### Stated goal
Rewrite all of the material below, changing each "photo" to "image" and leaving everything else as it is. Omit the pictures from your answer.

● ● ● ●

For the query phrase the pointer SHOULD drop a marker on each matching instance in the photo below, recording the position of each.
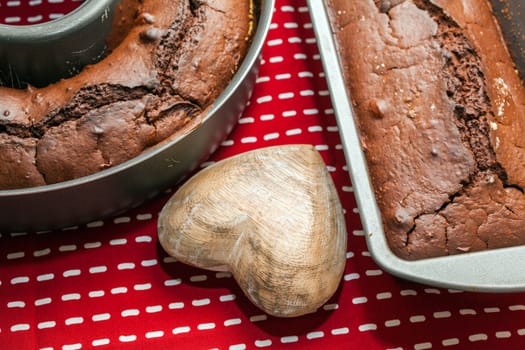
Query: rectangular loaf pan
(497, 270)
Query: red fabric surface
(109, 285)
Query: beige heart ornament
(271, 217)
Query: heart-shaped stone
(272, 217)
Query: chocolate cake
(169, 60)
(440, 109)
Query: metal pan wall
(126, 185)
(498, 270)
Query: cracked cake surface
(440, 109)
(169, 61)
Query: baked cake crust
(170, 61)
(441, 113)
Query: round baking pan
(43, 53)
(124, 186)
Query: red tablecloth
(109, 285)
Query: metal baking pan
(116, 189)
(488, 271)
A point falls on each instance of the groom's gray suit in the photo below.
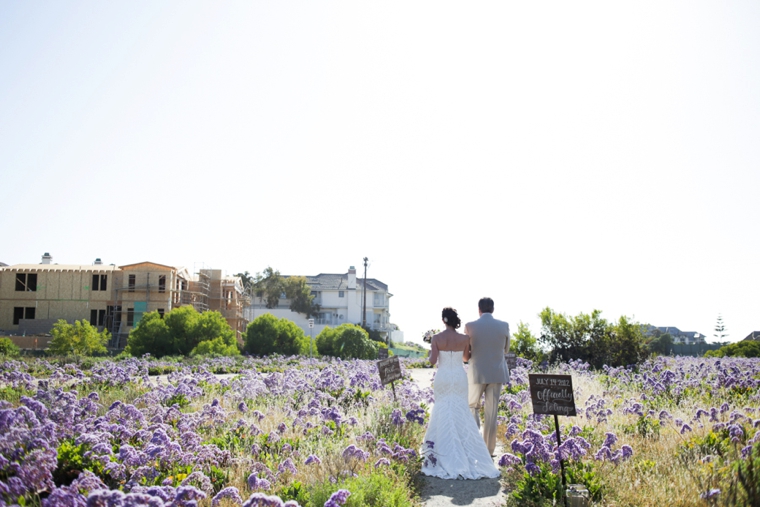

● ● ● ●

### Exercise output
For the query phrase the pointer SHOULD drop a marker on each matching instance in the image below, recording the position of each.
Query: rectangular loaf pan
(497, 270)
Query: red fabric surface
(109, 285)
Query: beige heart ornament
(271, 217)
Query: heart-shaped stone
(272, 217)
Query: chocolate cake
(169, 60)
(440, 109)
Query: metal pan wall
(126, 185)
(498, 270)
Query: cracked cake surface
(440, 109)
(169, 61)
Query: baked cake crust
(170, 61)
(441, 113)
Query: round baking pan
(43, 53)
(124, 186)
Query: red tablecloth
(109, 285)
Query: metal baking pan
(116, 189)
(488, 271)
A point falls on each instance of the groom's gray suit in the image below.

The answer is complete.